* Begin INFORMATION SUPPLIED *

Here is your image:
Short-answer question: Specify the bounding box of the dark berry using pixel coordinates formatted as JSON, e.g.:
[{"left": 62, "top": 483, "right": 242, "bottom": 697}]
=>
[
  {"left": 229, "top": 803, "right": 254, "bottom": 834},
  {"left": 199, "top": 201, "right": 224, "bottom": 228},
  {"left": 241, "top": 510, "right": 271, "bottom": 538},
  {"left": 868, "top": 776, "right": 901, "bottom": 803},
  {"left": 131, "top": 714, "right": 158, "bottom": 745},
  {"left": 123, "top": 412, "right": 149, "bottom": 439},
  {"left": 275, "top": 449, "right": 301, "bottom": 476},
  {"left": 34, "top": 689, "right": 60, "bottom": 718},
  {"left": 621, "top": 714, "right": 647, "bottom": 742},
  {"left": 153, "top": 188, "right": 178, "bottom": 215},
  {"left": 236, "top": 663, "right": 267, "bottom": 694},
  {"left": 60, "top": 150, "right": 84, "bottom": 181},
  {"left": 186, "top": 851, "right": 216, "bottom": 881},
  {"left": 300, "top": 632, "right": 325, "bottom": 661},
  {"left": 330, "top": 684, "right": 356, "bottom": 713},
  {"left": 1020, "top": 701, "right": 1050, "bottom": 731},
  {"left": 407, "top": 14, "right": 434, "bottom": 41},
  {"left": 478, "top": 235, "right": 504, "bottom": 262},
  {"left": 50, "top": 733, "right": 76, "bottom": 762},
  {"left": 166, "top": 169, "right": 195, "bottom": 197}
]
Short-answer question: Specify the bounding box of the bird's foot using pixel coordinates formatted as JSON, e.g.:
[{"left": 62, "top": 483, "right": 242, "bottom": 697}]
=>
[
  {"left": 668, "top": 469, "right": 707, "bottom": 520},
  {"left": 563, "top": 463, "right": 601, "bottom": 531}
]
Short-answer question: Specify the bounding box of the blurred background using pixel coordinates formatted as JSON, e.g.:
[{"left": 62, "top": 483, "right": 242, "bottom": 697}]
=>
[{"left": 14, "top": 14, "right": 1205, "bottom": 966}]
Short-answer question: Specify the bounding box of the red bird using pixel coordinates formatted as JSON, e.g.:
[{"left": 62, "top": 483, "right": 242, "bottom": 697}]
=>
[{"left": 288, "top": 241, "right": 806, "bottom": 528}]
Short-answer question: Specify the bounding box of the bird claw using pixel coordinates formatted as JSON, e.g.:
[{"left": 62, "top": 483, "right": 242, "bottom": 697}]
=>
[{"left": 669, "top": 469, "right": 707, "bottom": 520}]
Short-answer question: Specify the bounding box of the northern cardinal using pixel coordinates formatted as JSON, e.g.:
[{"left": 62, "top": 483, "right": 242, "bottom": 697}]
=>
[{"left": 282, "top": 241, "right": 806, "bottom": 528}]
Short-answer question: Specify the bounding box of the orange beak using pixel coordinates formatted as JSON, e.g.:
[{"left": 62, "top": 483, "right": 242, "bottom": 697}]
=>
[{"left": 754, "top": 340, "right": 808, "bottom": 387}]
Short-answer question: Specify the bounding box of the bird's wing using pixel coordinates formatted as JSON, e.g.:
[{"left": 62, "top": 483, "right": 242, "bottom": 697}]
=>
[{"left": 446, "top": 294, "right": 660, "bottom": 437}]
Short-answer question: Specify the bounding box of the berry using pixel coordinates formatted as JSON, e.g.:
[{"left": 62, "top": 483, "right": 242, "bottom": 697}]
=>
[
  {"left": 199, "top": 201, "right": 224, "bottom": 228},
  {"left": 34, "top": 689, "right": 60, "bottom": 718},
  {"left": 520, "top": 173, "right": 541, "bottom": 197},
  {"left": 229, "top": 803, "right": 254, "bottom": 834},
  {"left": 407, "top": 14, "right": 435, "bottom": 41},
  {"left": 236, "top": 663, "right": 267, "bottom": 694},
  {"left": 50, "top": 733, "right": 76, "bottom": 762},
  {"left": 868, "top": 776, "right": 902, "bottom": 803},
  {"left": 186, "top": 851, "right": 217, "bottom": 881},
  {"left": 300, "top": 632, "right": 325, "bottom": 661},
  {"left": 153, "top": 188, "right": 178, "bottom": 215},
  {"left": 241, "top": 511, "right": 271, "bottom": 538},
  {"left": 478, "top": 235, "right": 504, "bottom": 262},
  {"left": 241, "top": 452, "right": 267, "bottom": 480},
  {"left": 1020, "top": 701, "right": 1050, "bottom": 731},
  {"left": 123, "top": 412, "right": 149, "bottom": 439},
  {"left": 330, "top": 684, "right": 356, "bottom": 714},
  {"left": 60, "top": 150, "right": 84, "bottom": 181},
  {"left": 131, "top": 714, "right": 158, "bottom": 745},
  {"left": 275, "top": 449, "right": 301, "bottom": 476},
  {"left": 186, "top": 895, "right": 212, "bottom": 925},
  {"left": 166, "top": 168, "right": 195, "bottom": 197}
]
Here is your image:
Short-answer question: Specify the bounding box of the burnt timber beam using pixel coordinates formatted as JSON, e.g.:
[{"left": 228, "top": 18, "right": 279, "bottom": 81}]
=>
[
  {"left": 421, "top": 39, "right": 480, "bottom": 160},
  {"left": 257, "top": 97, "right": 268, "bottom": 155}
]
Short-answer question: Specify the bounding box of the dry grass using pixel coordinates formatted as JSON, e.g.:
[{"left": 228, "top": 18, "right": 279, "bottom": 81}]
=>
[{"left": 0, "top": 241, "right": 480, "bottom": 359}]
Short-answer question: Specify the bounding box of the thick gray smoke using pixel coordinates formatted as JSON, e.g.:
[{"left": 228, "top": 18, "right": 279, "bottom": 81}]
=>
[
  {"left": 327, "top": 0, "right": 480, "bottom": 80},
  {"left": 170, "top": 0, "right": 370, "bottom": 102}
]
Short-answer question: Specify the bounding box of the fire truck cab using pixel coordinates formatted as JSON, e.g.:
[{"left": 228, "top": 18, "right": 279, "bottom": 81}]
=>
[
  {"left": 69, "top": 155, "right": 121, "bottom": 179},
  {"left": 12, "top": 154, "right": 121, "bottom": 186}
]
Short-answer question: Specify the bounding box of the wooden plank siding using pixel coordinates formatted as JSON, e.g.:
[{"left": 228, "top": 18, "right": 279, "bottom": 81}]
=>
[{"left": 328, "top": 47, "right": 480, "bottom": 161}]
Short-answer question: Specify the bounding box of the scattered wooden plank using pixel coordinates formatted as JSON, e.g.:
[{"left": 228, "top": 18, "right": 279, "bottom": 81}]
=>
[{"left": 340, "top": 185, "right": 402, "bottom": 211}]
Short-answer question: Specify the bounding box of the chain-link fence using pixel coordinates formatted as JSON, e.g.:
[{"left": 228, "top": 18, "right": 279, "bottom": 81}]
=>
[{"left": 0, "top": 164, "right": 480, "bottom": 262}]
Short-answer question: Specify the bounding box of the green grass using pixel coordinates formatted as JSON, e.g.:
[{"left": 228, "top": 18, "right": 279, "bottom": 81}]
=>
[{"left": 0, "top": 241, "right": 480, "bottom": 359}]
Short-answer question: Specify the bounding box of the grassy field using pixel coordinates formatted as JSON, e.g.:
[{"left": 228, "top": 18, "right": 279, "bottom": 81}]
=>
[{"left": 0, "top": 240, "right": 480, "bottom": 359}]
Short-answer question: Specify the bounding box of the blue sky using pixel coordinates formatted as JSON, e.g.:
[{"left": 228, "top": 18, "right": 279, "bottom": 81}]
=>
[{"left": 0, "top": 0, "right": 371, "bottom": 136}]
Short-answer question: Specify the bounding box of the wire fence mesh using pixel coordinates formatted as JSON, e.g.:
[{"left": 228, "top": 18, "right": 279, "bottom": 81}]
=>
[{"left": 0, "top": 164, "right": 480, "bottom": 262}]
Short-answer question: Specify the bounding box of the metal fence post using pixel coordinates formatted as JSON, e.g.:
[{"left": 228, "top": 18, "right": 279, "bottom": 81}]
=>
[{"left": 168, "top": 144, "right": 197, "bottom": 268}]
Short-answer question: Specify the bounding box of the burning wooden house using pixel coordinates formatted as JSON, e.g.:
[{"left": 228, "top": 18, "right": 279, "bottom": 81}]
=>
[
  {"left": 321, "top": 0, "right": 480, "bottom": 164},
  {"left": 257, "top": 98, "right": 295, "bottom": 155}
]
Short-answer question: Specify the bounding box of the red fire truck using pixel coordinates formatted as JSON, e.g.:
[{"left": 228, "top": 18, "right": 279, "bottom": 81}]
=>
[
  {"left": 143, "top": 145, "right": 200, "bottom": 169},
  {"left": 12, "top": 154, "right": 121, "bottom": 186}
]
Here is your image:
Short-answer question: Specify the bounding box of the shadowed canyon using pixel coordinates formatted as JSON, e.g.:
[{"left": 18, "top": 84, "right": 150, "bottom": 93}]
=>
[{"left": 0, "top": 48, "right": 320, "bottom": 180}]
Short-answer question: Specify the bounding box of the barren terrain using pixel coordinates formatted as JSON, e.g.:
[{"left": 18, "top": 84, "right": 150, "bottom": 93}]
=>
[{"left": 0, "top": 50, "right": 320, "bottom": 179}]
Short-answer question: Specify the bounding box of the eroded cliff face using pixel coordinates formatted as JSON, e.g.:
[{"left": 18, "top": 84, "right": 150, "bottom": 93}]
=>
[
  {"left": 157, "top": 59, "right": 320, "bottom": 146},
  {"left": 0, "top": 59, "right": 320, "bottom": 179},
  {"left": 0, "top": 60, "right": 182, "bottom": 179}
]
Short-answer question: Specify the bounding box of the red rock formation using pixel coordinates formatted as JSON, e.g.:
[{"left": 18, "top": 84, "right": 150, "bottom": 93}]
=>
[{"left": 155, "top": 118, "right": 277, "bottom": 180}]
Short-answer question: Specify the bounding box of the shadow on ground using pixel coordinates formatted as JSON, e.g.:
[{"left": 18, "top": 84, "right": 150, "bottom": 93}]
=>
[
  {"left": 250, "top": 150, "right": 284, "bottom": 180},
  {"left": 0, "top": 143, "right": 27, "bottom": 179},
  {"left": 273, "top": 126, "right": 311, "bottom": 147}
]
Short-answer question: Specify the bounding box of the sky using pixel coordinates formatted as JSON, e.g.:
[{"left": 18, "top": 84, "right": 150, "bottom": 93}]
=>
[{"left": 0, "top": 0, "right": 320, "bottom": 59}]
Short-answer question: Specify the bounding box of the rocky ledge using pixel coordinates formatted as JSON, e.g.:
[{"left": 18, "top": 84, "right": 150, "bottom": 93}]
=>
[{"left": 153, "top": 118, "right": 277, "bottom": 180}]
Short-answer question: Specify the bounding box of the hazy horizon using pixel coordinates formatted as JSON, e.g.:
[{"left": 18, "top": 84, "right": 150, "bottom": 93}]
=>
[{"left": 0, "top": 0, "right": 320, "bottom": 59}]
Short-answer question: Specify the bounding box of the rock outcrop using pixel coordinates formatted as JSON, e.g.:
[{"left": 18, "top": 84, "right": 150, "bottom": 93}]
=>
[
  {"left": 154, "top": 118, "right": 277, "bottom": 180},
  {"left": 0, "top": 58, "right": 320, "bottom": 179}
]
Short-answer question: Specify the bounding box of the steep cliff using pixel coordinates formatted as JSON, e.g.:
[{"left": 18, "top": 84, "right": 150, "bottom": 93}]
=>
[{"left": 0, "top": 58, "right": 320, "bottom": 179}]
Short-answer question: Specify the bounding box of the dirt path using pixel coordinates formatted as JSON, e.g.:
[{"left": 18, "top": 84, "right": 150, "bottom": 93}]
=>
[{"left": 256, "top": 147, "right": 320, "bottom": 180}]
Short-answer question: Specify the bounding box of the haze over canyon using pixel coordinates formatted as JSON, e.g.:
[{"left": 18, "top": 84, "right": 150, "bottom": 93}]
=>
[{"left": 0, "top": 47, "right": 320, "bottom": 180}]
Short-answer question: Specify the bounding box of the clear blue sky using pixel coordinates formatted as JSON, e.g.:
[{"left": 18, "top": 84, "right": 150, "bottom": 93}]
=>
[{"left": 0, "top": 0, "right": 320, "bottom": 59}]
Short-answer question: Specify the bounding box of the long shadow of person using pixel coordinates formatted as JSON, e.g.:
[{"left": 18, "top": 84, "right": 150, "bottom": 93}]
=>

* End INFORMATION SUPPLIED *

TASK GOAL:
Gather every line of the listing that contains the string "wooden". Case counts.

THE OUTPUT:
Short-answer question: Specify the bounding box of the wooden plank siding using pixel coordinates formatted as JSON, e.g.:
Short-answer question: Specify the bounding box of the scattered wooden plank using pixel coordinates formatted as JSON, e.g.:
Short-answer question: Specify the bounding box of the burning wooden house using pixel coordinates formatted as JSON, e.g.:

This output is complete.